ACTION ITEM: Print every entry word for word, but omit the pictures.

(Records contained in a dataset)
:::::
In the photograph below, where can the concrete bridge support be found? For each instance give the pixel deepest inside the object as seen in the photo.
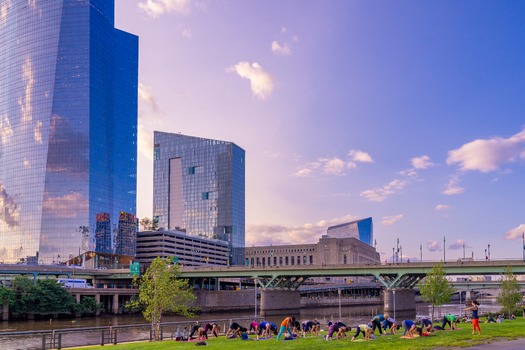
(280, 302)
(400, 303)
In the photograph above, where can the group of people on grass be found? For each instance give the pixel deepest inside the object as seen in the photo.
(291, 328)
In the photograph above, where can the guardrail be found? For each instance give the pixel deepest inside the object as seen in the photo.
(76, 337)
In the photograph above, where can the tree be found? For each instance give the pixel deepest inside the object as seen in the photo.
(435, 288)
(510, 294)
(44, 297)
(161, 291)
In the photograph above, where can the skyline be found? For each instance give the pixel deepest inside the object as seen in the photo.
(407, 112)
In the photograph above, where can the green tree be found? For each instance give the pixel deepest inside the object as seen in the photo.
(435, 288)
(510, 294)
(44, 297)
(161, 291)
(7, 296)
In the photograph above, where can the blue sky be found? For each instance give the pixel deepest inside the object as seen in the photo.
(411, 112)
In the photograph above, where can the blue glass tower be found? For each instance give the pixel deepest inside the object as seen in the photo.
(199, 187)
(68, 130)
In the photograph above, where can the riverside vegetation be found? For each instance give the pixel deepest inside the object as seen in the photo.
(490, 332)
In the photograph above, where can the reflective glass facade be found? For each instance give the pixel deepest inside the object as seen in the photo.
(68, 126)
(199, 187)
(361, 229)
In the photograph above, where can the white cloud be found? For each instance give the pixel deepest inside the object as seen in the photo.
(389, 220)
(156, 8)
(380, 194)
(422, 162)
(277, 234)
(458, 244)
(281, 50)
(5, 129)
(303, 172)
(433, 246)
(333, 166)
(453, 187)
(360, 156)
(260, 81)
(442, 207)
(486, 155)
(516, 232)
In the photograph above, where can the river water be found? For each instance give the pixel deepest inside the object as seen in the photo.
(351, 315)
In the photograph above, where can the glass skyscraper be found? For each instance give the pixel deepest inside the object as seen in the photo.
(199, 187)
(68, 131)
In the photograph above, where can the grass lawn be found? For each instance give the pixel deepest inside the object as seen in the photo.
(509, 329)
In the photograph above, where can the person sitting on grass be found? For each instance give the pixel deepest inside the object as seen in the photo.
(390, 324)
(235, 330)
(450, 320)
(426, 325)
(338, 328)
(267, 328)
(285, 327)
(365, 329)
(409, 328)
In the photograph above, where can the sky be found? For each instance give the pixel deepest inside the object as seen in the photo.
(409, 112)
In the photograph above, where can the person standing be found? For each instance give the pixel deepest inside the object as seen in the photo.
(475, 316)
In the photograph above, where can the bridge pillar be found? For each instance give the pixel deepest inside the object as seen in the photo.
(400, 303)
(5, 312)
(114, 308)
(280, 302)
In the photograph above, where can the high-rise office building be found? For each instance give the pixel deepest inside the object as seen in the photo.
(199, 188)
(68, 131)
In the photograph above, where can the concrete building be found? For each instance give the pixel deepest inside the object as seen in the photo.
(199, 188)
(189, 250)
(327, 251)
(68, 131)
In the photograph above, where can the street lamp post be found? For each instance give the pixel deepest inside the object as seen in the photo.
:::::
RESPONSE AREA:
In the photograph below, where can the concrete bridge support be found? For each instance give the pixel deepest inside the object as seen in the photo.
(280, 302)
(400, 303)
In the photograph above, where can the group of people on grass be found? For each instance give the pixel deepest inside the object as seen in the photo.
(291, 328)
In the photograph above, where can the guardrail be found? For each instance give the pixel deepest inside the object as seen in the photo.
(76, 337)
In the photograph above, where can the tree be found? For each instance give the pixel deepest inside the object as seen in the photo.
(435, 288)
(510, 294)
(44, 297)
(161, 291)
In the photograph above, where can the skyline be found? For each instance give the pixel deepest inside the object as seen in the photo.
(407, 112)
In the photograph above, where can the green tree be found? For each instance give the pixel deepest inside the object as seen in the photo.
(435, 288)
(510, 294)
(44, 297)
(161, 291)
(7, 296)
In the photograph above, where can the blue sky be found? For each instance give the pixel deepest inside the object as seen in the photo.
(411, 112)
In the photograph above, where can the blue glass tower be found? For each instance give the pixel deepest inside the object as seen in the photo.
(199, 187)
(68, 130)
In the photograph above, where can the riverside vegetation be found? For each instance give the pixel deepest inside the object as seen in the photo.
(490, 332)
In the photograph above, where can the reflective glass facade be found? For each instance give the pixel deepest inside the object as seen in the photo.
(68, 126)
(199, 187)
(361, 229)
In the photograph above, where can the white cloud be found? For each instance give the pixel deepest inside the object as seen in the photo.
(389, 220)
(156, 8)
(380, 194)
(422, 162)
(277, 234)
(458, 244)
(281, 50)
(5, 129)
(303, 172)
(433, 246)
(333, 166)
(453, 187)
(360, 156)
(260, 81)
(442, 207)
(486, 155)
(516, 232)
In the photograph above, where can the river water be found? For each instance give the pixel deepest inside the object as seen in the photo.
(351, 315)
In the photograph above, where can the glass skyscraper be found? For each instance give the pixel deepest inside the object as seen in the photo.
(199, 187)
(68, 131)
In the photograph above, where can the grass lawn be found? For each instance give the pixel deepest inside the object as seen in the photo.
(509, 329)
In the photograph above, where can the person sitting on grass be found? For each instance give the pixel deepest inside the object as seen in the photo.
(390, 324)
(235, 330)
(450, 320)
(426, 325)
(338, 328)
(267, 328)
(285, 327)
(365, 329)
(409, 328)
In the photograph above, where can the sky be found? For each instance give the pixel deepest inside the object as seen in the photo.
(409, 112)
In the photograph above, where can the person standing be found? For each instance give the pixel deepest inside the object as seen in the photo.
(475, 316)
In the photograph above, where can the bridge pillar be found? For each instance give the pixel deepest inside the object as seen in the photo.
(400, 303)
(5, 312)
(114, 308)
(280, 302)
In the photograph above, where can the high-rise office building be found? For each instance give the pixel deepest inside the object as seen in the photo.
(199, 188)
(68, 131)
In the photograph above, where can the concrete building be found? For each instance give the pixel deepest inside the object as seen in the photo.
(199, 188)
(189, 250)
(327, 251)
(68, 131)
In the photograph above, where can the street lamp post be found? For each instance give the pixel deepest inside the object as seen in the photo.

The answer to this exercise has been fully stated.